(Excerpt to read):
···
One of my wife's friends is/was a 23 year old that looked up to her as a big sister. She's helped him out with a lot of his tough family issues. I warned her, even during this process, to watch out for emotional transference. Even if she wasn't interested in him, he might become interested in her. A few days ago I mentioned that she could always call this friend if she didn't have anything to do. She just said she hadn't talked to him in a while. I figured that something must have happened, but didn't let my imagination run wild as that's counterproductive. I asked SIL what happened with friend, and she replied "You mean when he kissed her?" SIL said that W was freaked out and hasn't talked to him since, which I believe. However, now we have - Lie #2.
···
(Data section):
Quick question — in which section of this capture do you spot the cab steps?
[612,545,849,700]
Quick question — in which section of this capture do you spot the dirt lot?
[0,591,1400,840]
···
(Set problem 1): In the forum post about the wife's friend, how old is the friend?
(Set problem 2): Please carry on the forum post about the wife's friend, picking up after its final sentence.

(Exercise response 1): He is 23 years old.

(Exercise response 2):
SIL wouldn't reveal things to put her S at a disadvantage out of spite. They have a great relationship, and are best friends. However, SIL also feels that I have been unjustly treated during this process. Unfortunately, this really hasn't done anything for me but make me angry. I find myself looking back at this and wonder what is bull**** and what is real. After spinning tales about how other people, who truly know me, think that I'm a failure as well, and now hiding this... My wife no longer has the moral high ground. A fact that I plan to keep to myself unless it becomes necessary to reveal it, although I admit I can't foresee any situation that would warrant it. My main goal is just to prevent my anger from dictating how I act.

I still doubt that she's cheated/cheating, but now that conviction is less strong, and I find that I care even less.

And then...

W comes to me after SIL leaves a few minutes ago, and asks why I mentioned "friend" to SIL. I said it just came up, and was wondering what happened since they don't talk anymore. W then said that she thought I was trying to pry information from her, which actually isn't true, it just came up. I told it didn't matter anyway. She said she found it odd that I asked about friend, I told her I found it odd that she cared. She rolled her eyes at that and said something about invalid argument. I then asked if she needed more clarification, and she just walked away.

So she had the chance to say something, but declined to do so. Disdain or hiding? Can't tell, but once again doesn't really matter I suppose.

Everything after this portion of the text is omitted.